# Awodey on Sets, Types and Categories

Steve Awodey has a quite short but fascinating paper now available online called ‘From Sets to Types to Categories to Sets’, inter alia saying something tolerably accessible about the significance of his recent technical work. Here’s the first paragraph:

Three different styles of foundations of mathematics are now commonplace: set theory, type theory, and category theory. How do they relate, and how do they differ? What advantages and disadvantages does each one have over the others? We pursue these questions by considering interpretations of each system into the others and examining the preservation and loss of mathematical content thereby.

And here’s the last paragraph. Awodey has been noting the set theory gives constructions features that are not mathematically salient — ‘no topologist or algebraist is concerned with the logical type or ordinal rank of a manifold or module’ — though ‘they can serve a useful purpose in foundational work by providing the concrete data for specifications and calculations, facilitating constructions and proofs.’

By contrast, the purely structural approach of category theory sometimes offers comparatively little such “extra” structure to hold on to. Practically speaking, it can be harder to give an invariant proof. That is why it’s good to know that such logical structure can always be introduced into a category when needed; the devices of introducing an internal logic or a set theoretic structure into a category, as sketched in the foregoing sections, were originally developed in order to benefit from their advantages, much like introducing local coordinates on a manifold for the sake of calculation. The analogy is quite a good one: no one today regards a manifold as involving specific coordinate charts, and one generally works with coordinate free methods so that the results obtained will apply directly|this is the modern, structural approach. But at times it can still be useful to introduce coordinates for some purpose, and this is unobjectionable, as long as the results are invariant. So it is with categorical versus logical foundations: category theory implements the structural approach directly. It admits interpretations of the conventional logical systems, without being tied to them. Category theory presents the invariant content of logical foundations.

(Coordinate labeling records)
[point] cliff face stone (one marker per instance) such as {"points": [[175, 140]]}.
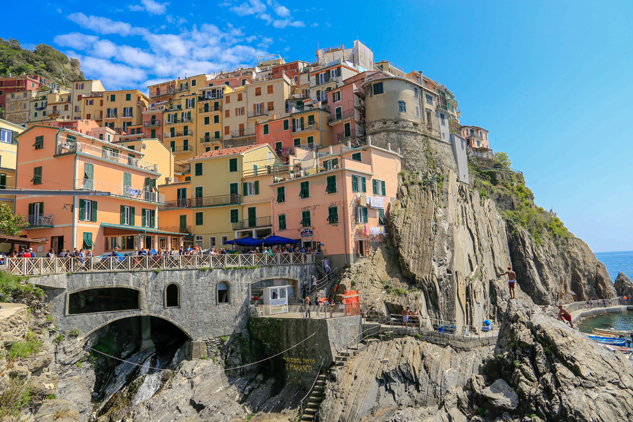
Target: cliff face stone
{"points": [[551, 271]]}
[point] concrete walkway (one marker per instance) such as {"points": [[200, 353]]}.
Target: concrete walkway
{"points": [[8, 309]]}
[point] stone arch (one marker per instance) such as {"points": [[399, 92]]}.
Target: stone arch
{"points": [[92, 330], [172, 294], [223, 292]]}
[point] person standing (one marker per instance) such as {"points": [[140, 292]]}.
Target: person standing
{"points": [[512, 279]]}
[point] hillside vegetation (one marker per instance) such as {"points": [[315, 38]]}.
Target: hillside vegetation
{"points": [[44, 60]]}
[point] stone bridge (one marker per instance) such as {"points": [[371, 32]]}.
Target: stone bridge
{"points": [[202, 302]]}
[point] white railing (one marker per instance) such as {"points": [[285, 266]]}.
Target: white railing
{"points": [[43, 266], [119, 190], [66, 147]]}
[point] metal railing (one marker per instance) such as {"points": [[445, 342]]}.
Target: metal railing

PROMPT
Rewrite the passage in the post on sets, types and categories, everything from "Three different styles" down to "mathematical content thereby.", replacing "commonplace" with "standard".

REPLY
Three different styles of foundations of mathematics are now standard: set theory, type theory, and category theory. How do they relate, and how do they differ? What advantages and disadvantages does each one have over the others? We pursue these questions by considering interpretations of each system into the others and examining the preservation and loss of mathematical content thereby.